• Travail à faire:
• a. Répondez à ces questions d'après le texte sur Al Sarrantonio :
(i) Dans quelle ville fictive se situe le cadre de The Orangefield Cycle ?
(ii) À quelles dates se tient la fête de Samhain dans le monde celte ?
(iii) Pourquoi la ville porte-t-elle le nom d'Orangefield ?
• b. Reproduisez sans rien changer, dans le texte sur Al Sarrantonio, le passage qui va de « Depuis le début » jusqu'à « Pumpkin Boy (2005). » inclus.

• Texte présenté:
---

Al
Sarrantonio est un auteur américain d'horreur et de science-fiction
(né en 1952) ainsi qu'un anthologiste travaillant dans ces créneaux.
Depuis le début des années 2000, il écrit The Orangefield Cycle,
saga consacrée à Halloween et dont le cadre se situe dans la ville
fictive d'Orangefield (au nord de New York). Trois romans, à ce
jour, constituent ce cycle : Halloweenland (2007),
Hallows Eve (2004) et Horrorween (2006). Horrorween,
en dépit de sa date de publication, est le point de départ
chronologique du cycle. Ce volume est une réécriture du court roman
Orangefield (2002) ainsi que des novellas « Hornets »
(2001) et The Pumpkin Boy (2005).
La
païenne et archaïque fête de Samhain (prononcer « sâwinn »),
dans le monde celte, se tient du 31 octobre au 1er novembre. C'est le
moment de l'année où le monde des morts côtoie celui des vivants,
une période dangereuse (pour ces derniers) nécessitant des rituels
propitiatoires vis-à-vis de ces ombres affleurantes. Le
christianisme, comme on le sait, en a gardé la trace. Halloween,
plus globalement, est un corpus de traditions géographiquement
présentes dans la vieille Europe et qui, avec les débuts de la
colonisation nord-américaine, s'est déporté outre-Atlantique pour
nous revenir sous sa forme essentiellement mercantile. Il ne s'agit
donc pas d'une tradition américaine, contrairement à ce qu'on peut
être tenté de croire, mais il est intéressant de noter que la côte
Est a vu profondément s'enraciner des traditions non natives.
Tellement
de textes ont été écrits, tellement de fictions proposées autour
d'Halloween sous une forme ou une autre qu'il est peut-être
difficile, au vingt-et-unième siècle, de reprendre ce thème de
manière convaincante, à moins, comme l'a choisi Sarrantonio, de ne
pas tenter l'éclairage purement anthropologique mais, tout au
contraire, de forcer la note sur l'emprise que cette célébration
exerce sur une ville tellement marquée qu'elle s'appelle
Orangefield, à cause du nombre invraisemblable de citrouilles qui y
poussent. Toute l'imagerie est présente dans le roman, et même
omniprésente, ce qui permet à Sarrantonio d'introduire une
notion-clef de l'intrigue, celle de possession/dépossession.

---

(Enregistrements extraits)
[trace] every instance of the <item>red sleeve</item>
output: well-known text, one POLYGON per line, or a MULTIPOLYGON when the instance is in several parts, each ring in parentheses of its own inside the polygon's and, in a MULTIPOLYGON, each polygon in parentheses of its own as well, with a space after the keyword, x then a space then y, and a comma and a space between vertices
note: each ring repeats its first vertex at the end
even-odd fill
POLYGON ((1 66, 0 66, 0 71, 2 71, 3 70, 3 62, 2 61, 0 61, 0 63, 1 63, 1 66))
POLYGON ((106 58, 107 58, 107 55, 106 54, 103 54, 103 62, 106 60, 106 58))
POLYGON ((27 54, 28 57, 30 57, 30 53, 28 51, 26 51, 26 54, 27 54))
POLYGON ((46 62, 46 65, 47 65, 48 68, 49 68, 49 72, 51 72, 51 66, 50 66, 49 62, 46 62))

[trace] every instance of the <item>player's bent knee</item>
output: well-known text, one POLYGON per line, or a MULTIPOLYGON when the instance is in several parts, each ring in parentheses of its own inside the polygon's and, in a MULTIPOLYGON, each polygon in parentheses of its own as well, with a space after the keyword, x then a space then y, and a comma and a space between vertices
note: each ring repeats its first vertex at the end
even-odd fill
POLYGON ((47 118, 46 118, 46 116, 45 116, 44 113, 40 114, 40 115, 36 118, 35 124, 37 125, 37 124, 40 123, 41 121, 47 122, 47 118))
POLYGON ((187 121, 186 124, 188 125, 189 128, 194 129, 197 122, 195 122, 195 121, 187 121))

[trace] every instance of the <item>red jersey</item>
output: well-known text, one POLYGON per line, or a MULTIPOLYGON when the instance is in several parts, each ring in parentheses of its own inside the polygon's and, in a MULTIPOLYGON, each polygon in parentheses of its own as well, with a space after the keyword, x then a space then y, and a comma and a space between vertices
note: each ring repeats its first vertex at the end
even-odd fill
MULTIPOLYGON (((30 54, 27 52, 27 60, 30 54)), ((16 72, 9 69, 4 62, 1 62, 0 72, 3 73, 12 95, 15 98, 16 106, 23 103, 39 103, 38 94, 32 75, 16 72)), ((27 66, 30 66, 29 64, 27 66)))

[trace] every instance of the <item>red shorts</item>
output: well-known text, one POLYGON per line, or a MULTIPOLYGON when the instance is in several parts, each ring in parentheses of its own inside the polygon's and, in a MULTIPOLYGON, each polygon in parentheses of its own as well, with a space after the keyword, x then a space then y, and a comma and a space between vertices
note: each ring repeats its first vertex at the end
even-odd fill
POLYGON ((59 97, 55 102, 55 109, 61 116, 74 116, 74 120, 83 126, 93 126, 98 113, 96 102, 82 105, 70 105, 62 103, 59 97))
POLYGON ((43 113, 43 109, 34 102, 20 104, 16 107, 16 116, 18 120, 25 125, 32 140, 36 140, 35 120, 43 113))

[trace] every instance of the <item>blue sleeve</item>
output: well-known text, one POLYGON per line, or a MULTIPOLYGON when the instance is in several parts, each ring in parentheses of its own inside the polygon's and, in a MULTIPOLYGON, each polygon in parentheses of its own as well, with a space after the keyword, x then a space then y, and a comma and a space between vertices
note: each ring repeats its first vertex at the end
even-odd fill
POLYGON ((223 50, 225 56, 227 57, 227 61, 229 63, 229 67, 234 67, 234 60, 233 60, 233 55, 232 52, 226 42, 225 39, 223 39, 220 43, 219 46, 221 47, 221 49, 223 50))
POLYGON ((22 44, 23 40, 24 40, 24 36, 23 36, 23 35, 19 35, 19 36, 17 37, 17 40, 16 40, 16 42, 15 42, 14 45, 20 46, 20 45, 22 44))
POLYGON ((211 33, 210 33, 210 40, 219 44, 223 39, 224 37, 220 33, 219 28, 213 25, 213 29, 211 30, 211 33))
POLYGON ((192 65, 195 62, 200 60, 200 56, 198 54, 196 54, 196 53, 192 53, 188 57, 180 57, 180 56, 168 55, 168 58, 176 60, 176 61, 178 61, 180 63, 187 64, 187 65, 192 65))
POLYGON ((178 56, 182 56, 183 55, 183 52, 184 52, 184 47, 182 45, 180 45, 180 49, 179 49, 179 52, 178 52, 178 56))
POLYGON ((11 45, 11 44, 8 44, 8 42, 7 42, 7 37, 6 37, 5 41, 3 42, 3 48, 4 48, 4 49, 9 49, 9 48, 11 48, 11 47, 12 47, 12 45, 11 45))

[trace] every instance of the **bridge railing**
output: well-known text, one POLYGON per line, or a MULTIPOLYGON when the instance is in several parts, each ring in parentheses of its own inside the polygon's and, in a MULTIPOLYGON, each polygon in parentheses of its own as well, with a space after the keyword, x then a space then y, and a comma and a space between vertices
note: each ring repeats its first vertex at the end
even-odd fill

---

• Réponses attendues:
• a.
(i) À Orangefield, au nord de New York.
(ii) Du 31 octobre au 1er novembre.
(iii) À cause du nombre invraisemblable de citrouilles qui y poussent.

• b.
Depuis le début des années 2000, il écrit The Orangefield Cycle,
saga consacrée à Halloween et dont le cadre se situe dans la ville
fictive d'Orangefield (au nord de New York). Trois romans, à ce
jour, constituent ce cycle : Halloweenland (2007),
Hallows Eve (2004) et Horrorween (2006). Horrorween,
en dépit de sa date de publication, est le point de départ
chronologique du cycle. Ce volume est une réécriture du court roman
Orangefield (2002) ainsi que des novellas « Hornets »
(2001) et The Pumpkin Boy (2005).